** Listing **
▼
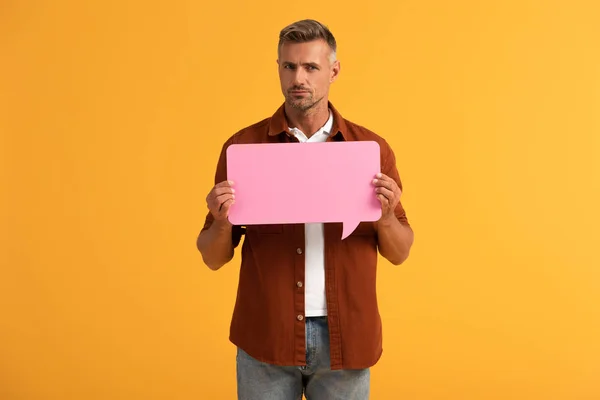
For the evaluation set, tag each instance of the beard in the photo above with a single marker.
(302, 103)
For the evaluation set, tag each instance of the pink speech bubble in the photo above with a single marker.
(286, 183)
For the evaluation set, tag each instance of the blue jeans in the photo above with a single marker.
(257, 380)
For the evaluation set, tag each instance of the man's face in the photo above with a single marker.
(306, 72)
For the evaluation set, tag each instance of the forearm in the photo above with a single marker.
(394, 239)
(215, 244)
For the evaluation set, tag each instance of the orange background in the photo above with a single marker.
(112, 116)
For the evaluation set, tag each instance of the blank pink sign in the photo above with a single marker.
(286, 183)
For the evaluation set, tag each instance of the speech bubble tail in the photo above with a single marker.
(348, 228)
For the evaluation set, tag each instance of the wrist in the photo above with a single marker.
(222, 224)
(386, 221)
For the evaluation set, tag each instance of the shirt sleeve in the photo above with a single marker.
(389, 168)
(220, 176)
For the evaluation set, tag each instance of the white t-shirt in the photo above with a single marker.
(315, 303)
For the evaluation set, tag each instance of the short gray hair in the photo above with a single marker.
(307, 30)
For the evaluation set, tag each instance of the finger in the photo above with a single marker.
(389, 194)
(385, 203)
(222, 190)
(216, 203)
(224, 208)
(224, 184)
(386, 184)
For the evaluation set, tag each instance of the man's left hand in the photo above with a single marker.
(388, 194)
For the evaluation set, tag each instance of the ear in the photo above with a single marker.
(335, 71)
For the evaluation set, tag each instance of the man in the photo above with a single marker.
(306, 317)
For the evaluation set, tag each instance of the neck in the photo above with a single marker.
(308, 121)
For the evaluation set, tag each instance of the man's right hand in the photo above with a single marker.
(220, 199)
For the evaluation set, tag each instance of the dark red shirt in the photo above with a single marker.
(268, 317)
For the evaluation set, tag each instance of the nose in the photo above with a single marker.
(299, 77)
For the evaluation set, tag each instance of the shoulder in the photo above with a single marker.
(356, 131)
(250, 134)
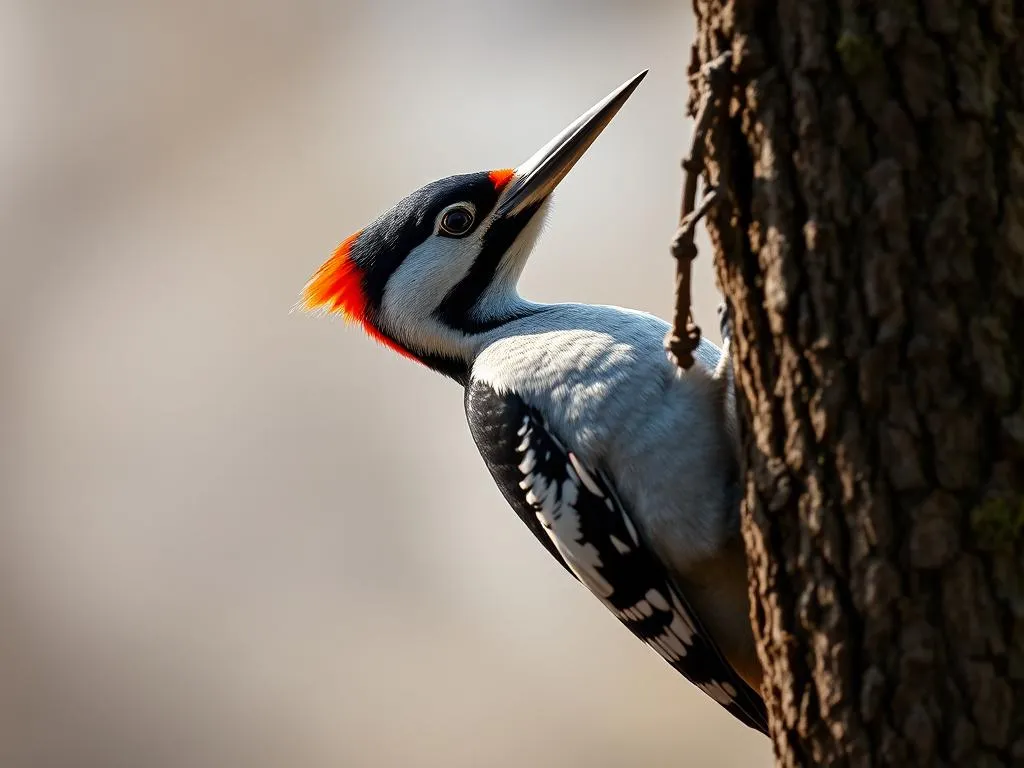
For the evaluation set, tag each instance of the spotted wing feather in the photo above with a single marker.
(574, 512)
▲
▼
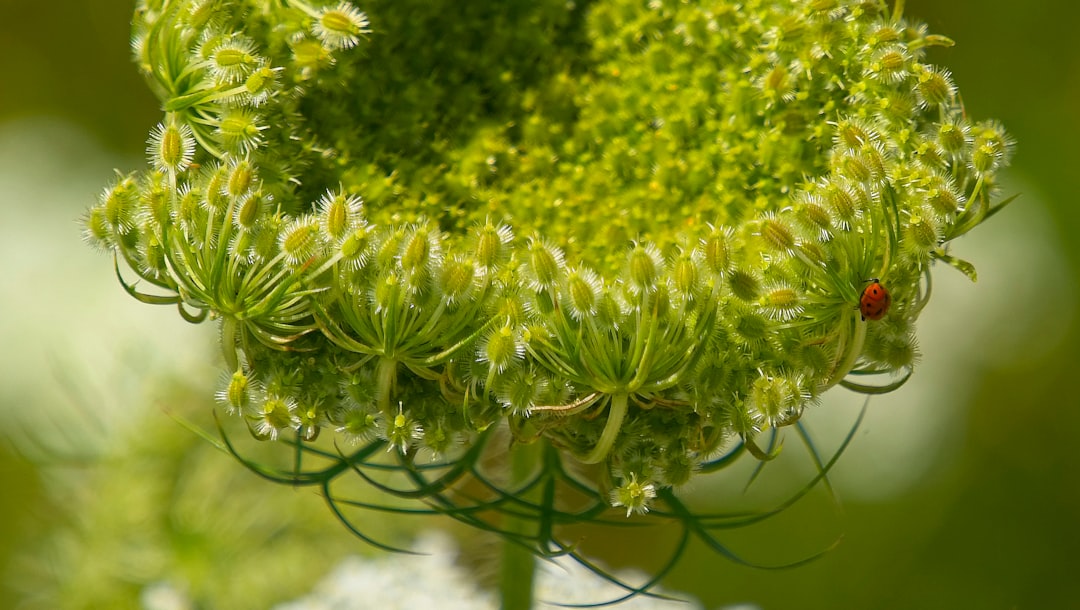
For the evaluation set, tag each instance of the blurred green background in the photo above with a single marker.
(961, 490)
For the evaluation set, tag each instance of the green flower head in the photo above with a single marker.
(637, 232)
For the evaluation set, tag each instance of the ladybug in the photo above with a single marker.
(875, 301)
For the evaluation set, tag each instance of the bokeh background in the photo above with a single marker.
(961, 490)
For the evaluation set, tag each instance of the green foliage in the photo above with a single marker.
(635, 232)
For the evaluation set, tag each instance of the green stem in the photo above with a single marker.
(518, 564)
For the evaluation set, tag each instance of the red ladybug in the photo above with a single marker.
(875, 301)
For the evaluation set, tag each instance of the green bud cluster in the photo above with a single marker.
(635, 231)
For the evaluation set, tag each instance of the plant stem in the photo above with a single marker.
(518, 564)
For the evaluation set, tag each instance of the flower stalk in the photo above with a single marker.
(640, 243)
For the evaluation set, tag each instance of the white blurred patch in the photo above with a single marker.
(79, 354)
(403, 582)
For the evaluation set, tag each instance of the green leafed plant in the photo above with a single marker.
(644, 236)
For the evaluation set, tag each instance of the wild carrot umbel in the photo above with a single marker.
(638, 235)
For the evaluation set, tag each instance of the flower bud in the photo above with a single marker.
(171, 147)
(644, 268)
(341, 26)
▲
▼
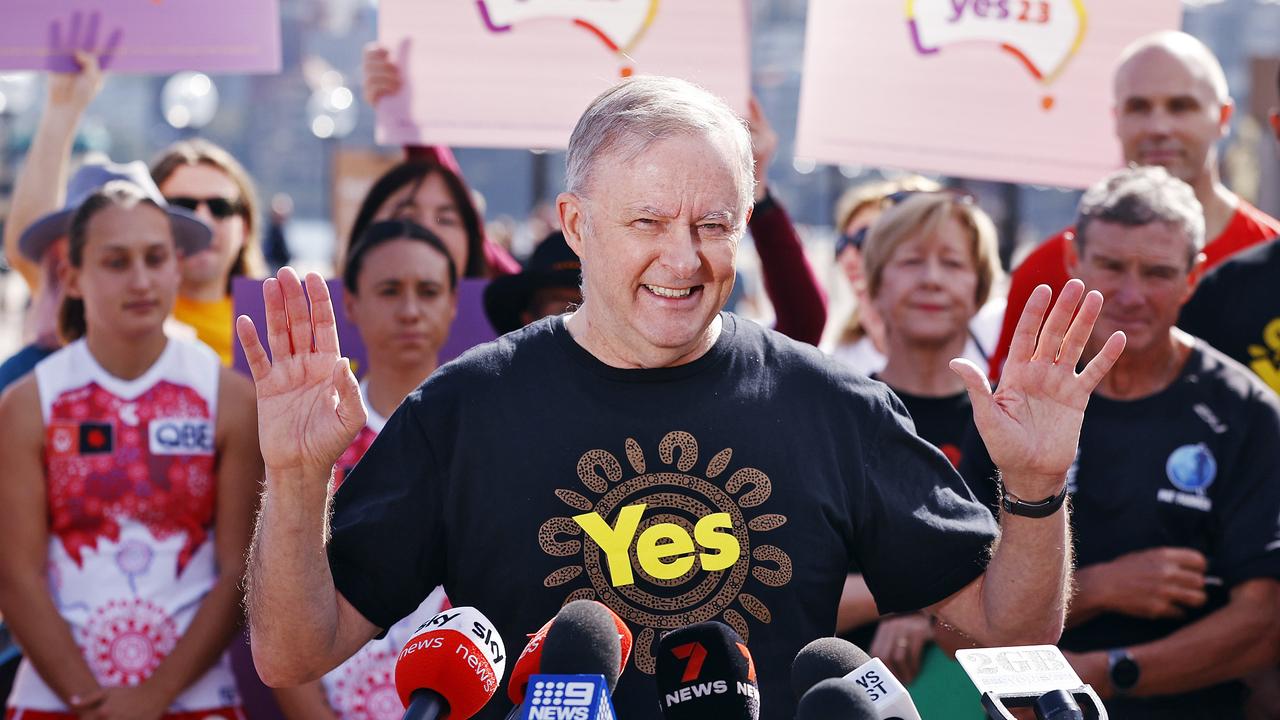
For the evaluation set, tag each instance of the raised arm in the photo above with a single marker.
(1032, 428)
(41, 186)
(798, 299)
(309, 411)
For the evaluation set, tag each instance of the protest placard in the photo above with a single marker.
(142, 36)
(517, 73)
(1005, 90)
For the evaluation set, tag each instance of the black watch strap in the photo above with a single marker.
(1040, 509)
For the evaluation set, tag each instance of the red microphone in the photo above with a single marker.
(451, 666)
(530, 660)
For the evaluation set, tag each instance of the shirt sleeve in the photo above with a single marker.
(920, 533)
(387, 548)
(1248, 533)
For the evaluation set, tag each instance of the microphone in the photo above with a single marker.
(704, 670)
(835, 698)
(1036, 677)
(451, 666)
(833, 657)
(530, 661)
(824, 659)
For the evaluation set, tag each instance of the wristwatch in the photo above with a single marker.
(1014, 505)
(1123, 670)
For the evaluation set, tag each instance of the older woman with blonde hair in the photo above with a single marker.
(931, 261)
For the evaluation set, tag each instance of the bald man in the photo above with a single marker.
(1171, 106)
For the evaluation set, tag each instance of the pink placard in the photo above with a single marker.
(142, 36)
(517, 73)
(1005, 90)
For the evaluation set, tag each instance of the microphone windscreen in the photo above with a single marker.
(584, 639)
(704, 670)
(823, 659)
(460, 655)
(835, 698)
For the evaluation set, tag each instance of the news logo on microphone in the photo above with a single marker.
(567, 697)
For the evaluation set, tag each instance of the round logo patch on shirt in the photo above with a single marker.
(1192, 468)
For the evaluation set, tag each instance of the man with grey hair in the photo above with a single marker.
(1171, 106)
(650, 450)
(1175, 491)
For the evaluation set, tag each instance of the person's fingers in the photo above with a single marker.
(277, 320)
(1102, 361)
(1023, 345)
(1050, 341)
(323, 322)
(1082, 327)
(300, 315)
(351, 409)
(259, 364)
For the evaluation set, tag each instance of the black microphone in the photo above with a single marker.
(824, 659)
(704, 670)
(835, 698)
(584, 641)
▲
** Task description **
Show every line above that contains the string "shirt", copying each one in full. Case counts when matching.

** The solution **
For the evaluation set, tag each instance of the shirt sleeve in the photo above with a single marker.
For the evaluation set, tag each instance of the white t-shirt in the photo above with a single marker.
For the evaluation set, tag each instance of the dark red shirt in the photo above with a single marker.
For the evaluation set, tag each instance of the shirt sleeve in the photo above with a single marker.
For the evaluation set, tag each instance of the round logo patch on shirt in the photo above with a single marker.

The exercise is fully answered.